:: PROVIDED PASSAGE ::
Guyana’s oil money could add up to over $100 billion by yearend – IDB


By Vishani Ragobeer

Guyana’s Natural Resource Fund (NRF), which holds the revenues earned by the country from the sale of its share of oil being produced offshore, could increase to US$500M (or GY$104.5 billion) by the end of 2021, according to the quarterly bulletin of the Inter-American Development Bank (IDB).

The IDB noted that the prospect of further oil discoveries continues to improve prospects for Guyana in the medium-term; oil giant ExxonMobil has already updated its development plans for its operations at the giant oilfield called the Stabroek Block.

Already, the IDB highlighted that the government has received US$267 million for oil sales and royalty payments through 2020 and March 2021.

The revenues received by Guyana have been saved in the NRF but have not been part of the 2020 Emergency Budget nor the 2021 National Budget, since the current government has announced plans to modify the NRF, which was instituted by the previous administration. The funds in the NRF are kept in the United States Federal Reserve.

“With Brent crude oil at more than US$60 a barrel and the expectation of oil production increasing by 46.7 per cent in 2021, government oil revenues could significantly increase this year,” the IDB said, detailing that it is possible for Guyana to receive US $263 million this year, taking the balance of the NRF to approximately $500 million by the end of 2021.

(Items listed in a dataset)
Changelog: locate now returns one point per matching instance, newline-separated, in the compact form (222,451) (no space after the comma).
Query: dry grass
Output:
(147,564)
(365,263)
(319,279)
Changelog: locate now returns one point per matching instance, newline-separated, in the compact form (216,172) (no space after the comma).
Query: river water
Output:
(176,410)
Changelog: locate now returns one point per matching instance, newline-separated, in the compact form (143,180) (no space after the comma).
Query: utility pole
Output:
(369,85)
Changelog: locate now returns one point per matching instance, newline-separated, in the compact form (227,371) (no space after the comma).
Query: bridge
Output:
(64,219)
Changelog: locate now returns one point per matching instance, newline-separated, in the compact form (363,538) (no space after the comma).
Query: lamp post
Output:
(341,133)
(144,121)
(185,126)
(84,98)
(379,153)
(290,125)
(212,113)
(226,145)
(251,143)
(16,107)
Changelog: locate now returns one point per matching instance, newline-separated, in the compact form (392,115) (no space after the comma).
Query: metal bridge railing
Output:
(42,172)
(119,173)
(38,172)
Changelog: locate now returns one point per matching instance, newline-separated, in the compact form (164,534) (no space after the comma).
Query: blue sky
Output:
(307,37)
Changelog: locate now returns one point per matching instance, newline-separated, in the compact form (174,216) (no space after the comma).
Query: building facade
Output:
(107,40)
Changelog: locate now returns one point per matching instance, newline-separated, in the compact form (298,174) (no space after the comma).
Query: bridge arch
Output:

:: TASK ::
List every company or bank named in the article on Guyana's oil revenues.

:: PROBLEM SOLUTION ::
Inter-American Development Bank (IDB)
ExxonMobil
United States Federal Reserve